- Task set -
[A] In the reflection on autotheory and motherhood, rewrite the passage starting with "I expected autotheory" and going on through "and postpartum mother.", substituting "life writing" for "autotheory".
[B] In the reflection on autotheory and motherhood, why does the writer say the mother's love, criticism, and advice don't feel missing the way touching her body does?

- Extracted text -
»»
I expected autotheory to be like that. Now that I’ve read the book, I still don’t think autotheory needs its own name, but it was nice to read. It’s like blogging or annotating. Here’s what I lived, here’s what I read, here’s what I thought. Being alive to the interpretive possibilities of the world and the worldly possibilities of texts. The best parts of the book aren’t its conceptual framework anyway, or the other way the book was billed, as a story by a woman whose partner is trans. What was that, SEO? This book is about motherhood. The trans part is practically incidental. It’s a mirror to the queer body of the pregnant and postpartum mother.

I keep coming back to the part in the book where Nelson, quoting some other theorist (I’ll have to look up whom) says being an artist is about playing with the body of your mother. I think it was phrased that way too, never “your mother’s body.” May be something to ponder. Or is that just a French to English translation issue?

I think about playing with the bodies of mothers all the time. It’s the part of my relationship with my mother I feel most deprived of. The other things– her love, her criticism, her advice– are all abstract concepts. They don’t need to exist in time. But touching my mother’s body, seeing it, that feels like something I don’t have. That’s always the thing that guts me when I watch family shows like Gilmore Girls or (today) The Skinny. The way mothers and daughters own each other’s bodies, scooping their heads into each others’ laps, rubbing shoulders with one hand, kissing cheeks. And I wonder if I would love myself more if I could do that to my mother and had it done to me. Maybe it feels so powerful to me only because I left home when I was a young teenager. Maybe mothers’ bodies are more powerful when you’re a child, and if your relationship is ended by death or estrangement that power never attenuates.
««
- Stored data -
»»
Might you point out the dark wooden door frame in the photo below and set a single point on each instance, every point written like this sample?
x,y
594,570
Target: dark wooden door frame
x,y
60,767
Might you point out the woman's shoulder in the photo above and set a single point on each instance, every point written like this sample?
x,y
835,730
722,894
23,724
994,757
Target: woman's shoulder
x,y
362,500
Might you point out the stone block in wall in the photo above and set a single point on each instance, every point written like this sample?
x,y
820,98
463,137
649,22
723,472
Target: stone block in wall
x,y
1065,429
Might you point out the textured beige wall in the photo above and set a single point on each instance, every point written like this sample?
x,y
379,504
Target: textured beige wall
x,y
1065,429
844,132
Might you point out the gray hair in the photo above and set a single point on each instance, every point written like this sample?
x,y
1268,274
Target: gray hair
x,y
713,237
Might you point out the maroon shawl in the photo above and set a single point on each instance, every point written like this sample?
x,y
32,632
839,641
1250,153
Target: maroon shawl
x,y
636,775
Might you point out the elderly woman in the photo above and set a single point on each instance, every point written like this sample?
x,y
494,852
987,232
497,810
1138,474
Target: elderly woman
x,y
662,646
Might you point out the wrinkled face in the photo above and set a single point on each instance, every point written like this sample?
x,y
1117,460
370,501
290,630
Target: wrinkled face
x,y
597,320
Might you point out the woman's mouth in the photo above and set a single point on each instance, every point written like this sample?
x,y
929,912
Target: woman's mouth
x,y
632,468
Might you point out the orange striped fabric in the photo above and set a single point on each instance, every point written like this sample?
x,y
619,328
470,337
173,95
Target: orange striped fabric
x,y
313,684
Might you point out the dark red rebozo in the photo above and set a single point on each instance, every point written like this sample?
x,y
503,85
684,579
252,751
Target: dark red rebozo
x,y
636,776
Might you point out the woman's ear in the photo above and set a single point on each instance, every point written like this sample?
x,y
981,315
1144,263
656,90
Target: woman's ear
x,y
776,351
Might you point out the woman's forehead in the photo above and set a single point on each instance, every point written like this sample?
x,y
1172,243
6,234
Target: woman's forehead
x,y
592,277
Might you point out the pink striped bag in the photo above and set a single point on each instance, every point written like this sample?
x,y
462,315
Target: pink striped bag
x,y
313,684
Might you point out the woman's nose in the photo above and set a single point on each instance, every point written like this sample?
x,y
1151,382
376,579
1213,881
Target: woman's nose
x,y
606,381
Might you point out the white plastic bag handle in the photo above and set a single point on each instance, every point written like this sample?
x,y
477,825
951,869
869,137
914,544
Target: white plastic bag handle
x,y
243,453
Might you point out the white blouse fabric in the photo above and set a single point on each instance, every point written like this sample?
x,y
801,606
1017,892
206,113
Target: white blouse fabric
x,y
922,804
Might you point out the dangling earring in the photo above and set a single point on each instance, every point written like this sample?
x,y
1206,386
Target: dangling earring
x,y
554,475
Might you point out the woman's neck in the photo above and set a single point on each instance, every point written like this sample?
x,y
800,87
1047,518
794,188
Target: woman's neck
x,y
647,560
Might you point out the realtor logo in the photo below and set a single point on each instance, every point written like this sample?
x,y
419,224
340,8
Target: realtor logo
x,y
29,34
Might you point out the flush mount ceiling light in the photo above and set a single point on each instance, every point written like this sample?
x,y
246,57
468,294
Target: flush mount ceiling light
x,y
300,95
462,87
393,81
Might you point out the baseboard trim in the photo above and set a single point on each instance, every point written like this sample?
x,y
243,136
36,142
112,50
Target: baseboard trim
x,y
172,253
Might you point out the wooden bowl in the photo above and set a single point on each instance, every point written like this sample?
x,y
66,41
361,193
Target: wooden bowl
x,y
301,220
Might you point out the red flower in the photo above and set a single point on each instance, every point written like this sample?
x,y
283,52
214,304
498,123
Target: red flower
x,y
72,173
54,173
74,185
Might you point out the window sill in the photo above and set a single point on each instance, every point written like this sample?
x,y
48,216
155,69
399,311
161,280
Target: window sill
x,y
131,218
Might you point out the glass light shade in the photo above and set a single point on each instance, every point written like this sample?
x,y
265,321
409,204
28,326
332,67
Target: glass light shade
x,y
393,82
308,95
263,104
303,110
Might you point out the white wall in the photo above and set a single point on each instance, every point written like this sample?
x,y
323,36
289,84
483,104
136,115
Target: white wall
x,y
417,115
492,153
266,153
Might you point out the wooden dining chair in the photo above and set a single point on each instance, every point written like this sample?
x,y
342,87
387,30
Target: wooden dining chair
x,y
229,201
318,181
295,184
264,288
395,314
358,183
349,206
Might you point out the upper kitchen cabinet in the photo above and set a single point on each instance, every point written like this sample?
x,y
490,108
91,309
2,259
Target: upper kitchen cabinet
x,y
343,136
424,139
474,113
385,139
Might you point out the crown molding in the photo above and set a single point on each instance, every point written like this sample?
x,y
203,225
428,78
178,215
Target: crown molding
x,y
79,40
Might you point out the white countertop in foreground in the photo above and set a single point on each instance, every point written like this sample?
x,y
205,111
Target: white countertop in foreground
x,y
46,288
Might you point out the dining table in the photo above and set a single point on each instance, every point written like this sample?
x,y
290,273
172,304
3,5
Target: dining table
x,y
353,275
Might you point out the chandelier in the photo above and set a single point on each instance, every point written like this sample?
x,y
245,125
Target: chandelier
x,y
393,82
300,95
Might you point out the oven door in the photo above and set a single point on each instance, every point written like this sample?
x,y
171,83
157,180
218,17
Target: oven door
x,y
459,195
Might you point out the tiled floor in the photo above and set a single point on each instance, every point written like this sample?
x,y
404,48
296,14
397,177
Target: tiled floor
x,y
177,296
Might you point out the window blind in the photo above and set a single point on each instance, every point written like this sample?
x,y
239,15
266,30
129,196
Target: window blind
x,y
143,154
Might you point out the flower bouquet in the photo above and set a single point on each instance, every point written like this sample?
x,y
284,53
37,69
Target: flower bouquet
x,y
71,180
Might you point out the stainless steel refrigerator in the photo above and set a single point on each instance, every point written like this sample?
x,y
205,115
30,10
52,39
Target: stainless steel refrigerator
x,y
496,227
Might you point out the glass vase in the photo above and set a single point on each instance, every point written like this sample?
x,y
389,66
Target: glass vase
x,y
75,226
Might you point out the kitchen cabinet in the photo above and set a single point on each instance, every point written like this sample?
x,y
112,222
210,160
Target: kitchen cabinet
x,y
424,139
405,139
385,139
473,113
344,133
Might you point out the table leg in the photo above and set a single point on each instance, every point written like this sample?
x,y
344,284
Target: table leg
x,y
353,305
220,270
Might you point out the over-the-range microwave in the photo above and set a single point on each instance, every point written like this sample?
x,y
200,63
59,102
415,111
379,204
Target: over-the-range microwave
««
- Set of answers -
[A]
I expected life writing to be like that. Now that I’ve read the book, I still don’t think life writing needs its own name, but it was nice to read. It’s like blogging or annotating. Here’s what I lived, here’s what I read, here’s what I thought. Being alive to the interpretive possibilities of the world and the worldly possibilities of texts. The best parts of the book aren’t its conceptual framework anyway, or the other way the book was billed, as a story by a woman whose partner is trans. What was that, SEO? This book is about motherhood. The trans part is practically incidental. It’s a mirror to the queer body of the pregnant and postpartum mother.

[B] The writer calls the mother's love, criticism, and advice abstract concepts that don't need to exist in time. Touching and seeing the mother's body is something the writer feels they don't have.